INSTRUCTION ▸ Starting with the line that has "Where can you see the white interior" in it, repeat every line through the last one, word for word, and give nothing more.

INFORMATION SHOWN ▸
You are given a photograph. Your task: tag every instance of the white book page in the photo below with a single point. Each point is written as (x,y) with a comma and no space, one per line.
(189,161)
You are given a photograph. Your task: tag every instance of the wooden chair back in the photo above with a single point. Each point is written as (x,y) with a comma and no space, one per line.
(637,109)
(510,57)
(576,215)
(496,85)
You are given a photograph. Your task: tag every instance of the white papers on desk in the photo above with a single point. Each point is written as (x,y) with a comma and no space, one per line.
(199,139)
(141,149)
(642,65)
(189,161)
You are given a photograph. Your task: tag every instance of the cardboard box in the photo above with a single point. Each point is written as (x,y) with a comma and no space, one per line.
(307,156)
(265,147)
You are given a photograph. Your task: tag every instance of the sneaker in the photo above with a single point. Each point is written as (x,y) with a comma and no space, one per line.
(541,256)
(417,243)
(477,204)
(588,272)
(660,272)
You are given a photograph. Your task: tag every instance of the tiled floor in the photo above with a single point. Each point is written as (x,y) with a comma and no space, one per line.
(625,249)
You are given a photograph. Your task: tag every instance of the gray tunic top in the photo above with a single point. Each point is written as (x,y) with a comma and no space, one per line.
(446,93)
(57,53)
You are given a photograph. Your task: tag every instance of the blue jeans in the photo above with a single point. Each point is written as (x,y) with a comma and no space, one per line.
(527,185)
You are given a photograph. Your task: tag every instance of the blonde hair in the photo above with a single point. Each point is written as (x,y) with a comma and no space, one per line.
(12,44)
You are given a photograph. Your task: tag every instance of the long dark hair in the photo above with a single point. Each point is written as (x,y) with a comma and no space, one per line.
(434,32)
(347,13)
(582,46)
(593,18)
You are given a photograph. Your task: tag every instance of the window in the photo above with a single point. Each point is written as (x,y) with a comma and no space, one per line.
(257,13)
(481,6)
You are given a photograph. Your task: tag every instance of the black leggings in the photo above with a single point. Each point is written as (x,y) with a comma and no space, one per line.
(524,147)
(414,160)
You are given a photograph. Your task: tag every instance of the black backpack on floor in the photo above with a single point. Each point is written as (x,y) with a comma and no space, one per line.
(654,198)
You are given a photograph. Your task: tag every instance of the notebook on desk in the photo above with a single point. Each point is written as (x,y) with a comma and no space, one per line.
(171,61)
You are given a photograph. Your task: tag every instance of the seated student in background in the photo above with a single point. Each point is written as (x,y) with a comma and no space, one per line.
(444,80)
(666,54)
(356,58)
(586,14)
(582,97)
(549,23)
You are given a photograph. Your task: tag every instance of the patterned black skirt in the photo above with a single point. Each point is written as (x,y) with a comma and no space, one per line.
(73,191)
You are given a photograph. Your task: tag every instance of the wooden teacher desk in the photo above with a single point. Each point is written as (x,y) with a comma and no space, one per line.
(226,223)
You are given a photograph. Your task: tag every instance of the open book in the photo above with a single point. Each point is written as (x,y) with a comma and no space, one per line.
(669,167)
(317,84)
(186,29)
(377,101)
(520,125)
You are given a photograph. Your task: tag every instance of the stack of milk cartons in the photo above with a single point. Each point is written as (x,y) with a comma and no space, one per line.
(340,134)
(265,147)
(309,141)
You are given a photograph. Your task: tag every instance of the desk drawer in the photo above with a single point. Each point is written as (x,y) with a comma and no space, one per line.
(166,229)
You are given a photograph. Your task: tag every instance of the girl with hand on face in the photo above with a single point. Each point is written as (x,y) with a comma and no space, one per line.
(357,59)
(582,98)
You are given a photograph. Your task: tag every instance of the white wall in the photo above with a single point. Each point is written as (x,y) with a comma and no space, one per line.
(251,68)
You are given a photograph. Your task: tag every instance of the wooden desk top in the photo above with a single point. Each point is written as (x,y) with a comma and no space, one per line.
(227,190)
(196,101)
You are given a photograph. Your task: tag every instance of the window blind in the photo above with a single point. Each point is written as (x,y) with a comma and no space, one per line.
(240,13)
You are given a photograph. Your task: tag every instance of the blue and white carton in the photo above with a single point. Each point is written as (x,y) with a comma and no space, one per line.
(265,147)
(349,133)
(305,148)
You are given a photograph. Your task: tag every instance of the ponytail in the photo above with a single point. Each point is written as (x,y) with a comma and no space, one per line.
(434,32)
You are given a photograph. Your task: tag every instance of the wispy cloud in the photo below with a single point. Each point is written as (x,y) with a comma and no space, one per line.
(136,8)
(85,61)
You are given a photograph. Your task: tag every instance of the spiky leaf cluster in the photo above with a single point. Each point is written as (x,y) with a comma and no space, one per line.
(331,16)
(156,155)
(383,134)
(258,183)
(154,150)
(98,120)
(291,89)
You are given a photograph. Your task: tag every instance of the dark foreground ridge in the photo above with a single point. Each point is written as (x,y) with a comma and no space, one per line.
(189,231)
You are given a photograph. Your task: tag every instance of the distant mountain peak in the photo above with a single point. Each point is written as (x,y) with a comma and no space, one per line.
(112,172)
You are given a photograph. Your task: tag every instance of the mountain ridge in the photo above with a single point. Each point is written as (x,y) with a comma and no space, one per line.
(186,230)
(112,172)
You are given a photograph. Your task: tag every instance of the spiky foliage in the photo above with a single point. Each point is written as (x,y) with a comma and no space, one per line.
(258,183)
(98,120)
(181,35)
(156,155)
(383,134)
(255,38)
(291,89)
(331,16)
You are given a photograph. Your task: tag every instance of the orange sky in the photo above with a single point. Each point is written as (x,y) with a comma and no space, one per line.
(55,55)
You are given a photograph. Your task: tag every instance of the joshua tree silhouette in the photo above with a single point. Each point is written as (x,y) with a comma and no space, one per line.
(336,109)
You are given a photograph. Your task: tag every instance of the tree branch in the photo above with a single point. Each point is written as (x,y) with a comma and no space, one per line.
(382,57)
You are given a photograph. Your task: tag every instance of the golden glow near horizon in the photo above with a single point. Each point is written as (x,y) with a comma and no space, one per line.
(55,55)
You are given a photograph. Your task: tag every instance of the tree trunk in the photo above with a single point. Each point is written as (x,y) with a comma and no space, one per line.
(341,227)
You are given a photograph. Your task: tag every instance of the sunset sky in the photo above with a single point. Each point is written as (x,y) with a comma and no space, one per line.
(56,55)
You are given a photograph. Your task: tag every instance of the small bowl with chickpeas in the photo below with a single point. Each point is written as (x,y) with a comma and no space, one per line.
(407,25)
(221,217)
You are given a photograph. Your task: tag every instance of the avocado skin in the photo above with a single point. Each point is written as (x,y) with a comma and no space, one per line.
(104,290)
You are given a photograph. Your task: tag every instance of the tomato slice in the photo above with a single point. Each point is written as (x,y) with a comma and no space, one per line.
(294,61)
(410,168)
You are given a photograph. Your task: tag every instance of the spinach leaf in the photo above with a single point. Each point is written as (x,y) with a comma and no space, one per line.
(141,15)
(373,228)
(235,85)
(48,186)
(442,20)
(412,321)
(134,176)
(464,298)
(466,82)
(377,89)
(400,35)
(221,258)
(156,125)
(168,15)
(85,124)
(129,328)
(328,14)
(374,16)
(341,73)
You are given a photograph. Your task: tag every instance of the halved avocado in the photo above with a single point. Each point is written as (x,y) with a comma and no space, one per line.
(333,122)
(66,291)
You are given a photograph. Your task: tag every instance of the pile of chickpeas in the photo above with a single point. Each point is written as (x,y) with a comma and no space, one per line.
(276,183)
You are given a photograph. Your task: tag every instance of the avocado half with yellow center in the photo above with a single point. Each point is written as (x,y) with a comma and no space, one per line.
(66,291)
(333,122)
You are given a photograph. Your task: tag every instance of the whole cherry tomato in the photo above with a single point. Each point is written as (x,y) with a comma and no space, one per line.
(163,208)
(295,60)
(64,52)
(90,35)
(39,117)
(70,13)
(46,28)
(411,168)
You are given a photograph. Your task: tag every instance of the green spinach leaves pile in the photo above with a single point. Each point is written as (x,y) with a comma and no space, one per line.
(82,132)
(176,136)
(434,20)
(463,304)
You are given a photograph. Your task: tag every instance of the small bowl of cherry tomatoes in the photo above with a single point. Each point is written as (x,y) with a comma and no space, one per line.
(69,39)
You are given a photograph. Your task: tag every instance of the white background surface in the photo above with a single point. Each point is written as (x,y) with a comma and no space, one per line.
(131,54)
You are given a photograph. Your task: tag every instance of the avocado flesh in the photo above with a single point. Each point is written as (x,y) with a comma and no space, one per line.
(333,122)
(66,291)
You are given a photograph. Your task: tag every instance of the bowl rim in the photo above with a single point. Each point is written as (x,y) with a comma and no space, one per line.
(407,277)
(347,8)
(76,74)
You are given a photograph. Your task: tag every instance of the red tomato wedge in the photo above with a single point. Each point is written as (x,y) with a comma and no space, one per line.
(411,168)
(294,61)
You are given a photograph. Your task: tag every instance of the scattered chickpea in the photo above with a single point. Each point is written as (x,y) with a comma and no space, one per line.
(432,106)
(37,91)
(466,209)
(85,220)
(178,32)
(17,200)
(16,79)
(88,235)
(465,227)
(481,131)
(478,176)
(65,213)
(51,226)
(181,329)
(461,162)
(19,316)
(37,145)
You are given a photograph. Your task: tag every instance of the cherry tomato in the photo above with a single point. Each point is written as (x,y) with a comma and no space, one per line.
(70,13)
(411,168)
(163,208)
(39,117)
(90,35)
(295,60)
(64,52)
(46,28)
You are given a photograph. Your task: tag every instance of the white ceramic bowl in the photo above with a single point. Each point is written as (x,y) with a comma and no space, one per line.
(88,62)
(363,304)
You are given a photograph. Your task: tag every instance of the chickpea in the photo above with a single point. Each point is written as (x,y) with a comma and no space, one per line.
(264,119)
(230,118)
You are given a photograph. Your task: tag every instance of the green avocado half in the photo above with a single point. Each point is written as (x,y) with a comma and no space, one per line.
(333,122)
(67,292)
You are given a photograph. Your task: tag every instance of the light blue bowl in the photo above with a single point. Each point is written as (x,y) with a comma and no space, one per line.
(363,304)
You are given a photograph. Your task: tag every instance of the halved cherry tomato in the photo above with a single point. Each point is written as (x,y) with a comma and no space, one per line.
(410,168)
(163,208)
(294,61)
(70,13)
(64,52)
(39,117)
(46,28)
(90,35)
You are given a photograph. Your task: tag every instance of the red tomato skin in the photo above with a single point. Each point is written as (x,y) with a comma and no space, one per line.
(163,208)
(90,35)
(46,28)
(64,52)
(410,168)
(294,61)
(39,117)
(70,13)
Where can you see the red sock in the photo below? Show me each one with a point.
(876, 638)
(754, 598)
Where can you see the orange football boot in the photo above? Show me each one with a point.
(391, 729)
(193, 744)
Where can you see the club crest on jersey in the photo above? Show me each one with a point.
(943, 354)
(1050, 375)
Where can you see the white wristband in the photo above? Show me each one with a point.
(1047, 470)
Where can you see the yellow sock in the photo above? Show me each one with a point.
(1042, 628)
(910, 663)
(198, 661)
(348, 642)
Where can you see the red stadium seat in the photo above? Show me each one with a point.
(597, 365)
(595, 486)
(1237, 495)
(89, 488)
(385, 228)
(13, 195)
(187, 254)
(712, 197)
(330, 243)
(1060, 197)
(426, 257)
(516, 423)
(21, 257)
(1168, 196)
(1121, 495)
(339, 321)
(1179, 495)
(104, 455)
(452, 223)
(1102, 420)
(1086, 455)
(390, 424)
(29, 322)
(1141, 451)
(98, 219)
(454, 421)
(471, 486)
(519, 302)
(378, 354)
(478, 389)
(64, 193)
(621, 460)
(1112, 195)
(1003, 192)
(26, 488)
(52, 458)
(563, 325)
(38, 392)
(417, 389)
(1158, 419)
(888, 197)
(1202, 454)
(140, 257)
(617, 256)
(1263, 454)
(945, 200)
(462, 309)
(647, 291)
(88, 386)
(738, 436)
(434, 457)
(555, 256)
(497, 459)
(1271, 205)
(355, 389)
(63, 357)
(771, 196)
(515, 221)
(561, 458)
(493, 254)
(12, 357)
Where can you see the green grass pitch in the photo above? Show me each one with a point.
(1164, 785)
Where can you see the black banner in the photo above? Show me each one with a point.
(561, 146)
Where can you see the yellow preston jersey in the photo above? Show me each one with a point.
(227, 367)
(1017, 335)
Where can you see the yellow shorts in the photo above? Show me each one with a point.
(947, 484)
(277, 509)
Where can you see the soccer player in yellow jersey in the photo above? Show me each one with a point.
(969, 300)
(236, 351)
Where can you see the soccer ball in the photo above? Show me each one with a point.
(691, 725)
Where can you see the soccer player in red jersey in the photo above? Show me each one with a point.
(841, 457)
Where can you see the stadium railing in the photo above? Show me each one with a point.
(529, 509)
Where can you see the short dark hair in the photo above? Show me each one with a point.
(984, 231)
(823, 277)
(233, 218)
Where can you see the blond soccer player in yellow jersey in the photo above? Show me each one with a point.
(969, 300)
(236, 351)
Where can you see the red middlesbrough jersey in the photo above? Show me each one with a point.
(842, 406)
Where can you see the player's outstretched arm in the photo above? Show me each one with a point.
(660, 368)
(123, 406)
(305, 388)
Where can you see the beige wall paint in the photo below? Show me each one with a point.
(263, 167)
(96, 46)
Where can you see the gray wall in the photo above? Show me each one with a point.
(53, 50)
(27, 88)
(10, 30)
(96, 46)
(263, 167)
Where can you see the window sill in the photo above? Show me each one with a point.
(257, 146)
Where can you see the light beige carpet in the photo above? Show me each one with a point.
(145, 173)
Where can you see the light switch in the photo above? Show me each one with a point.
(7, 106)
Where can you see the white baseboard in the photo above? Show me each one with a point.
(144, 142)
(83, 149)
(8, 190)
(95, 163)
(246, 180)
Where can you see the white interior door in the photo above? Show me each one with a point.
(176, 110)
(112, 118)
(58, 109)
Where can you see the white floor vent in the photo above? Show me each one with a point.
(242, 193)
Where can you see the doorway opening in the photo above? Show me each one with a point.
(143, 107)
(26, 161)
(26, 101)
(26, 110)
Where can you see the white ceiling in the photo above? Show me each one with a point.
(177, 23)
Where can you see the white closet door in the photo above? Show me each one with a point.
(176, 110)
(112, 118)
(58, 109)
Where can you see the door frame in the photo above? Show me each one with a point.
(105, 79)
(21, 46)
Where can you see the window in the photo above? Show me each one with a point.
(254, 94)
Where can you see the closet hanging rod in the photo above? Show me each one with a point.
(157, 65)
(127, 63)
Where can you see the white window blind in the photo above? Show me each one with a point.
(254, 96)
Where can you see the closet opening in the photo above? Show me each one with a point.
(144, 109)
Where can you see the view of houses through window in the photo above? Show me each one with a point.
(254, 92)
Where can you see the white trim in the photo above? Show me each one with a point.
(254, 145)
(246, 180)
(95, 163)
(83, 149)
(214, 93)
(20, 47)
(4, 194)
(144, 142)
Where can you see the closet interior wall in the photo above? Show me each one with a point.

RESPONSE ▸
Where can you see the white interior door in the photo above? Show me each one with a point.
(176, 110)
(112, 118)
(58, 109)
Where can you see the white floor vent in the photo above? Show me each one with a point.
(242, 193)
Where can you see the doorway opening in the photo above? Show me each one with a point.
(143, 107)
(26, 161)
(26, 101)
(26, 110)
Where can you see the white ceiling in the photo above? Show me each one with a point.
(177, 23)
Where can you see the white closet door in the photo above? Show me each one with a point.
(176, 110)
(112, 118)
(58, 109)
Where can you see the door frame in the photo above? Show me each one with a point.
(105, 79)
(21, 46)
Where can you see the window in the photo above? Show me each one with a point.
(254, 94)
Where can you see the closet hanging rod in the photo above? Show me each one with a point.
(157, 65)
(127, 63)
Where can you see the white window blind in the photo above? Show me each one with a point.
(254, 96)
Where can you see the closet opening in the photo above? Show me each one with a point.
(144, 109)
Where can you see the view of houses through window in the photo above? Show me each one with a point.
(254, 92)
Where can you see the white trim in the photo above? Show me each one with a point.
(254, 145)
(246, 180)
(95, 163)
(83, 149)
(214, 93)
(20, 47)
(4, 194)
(144, 142)
Where can you see the closet interior wall in the photo above? Show me each one with a point.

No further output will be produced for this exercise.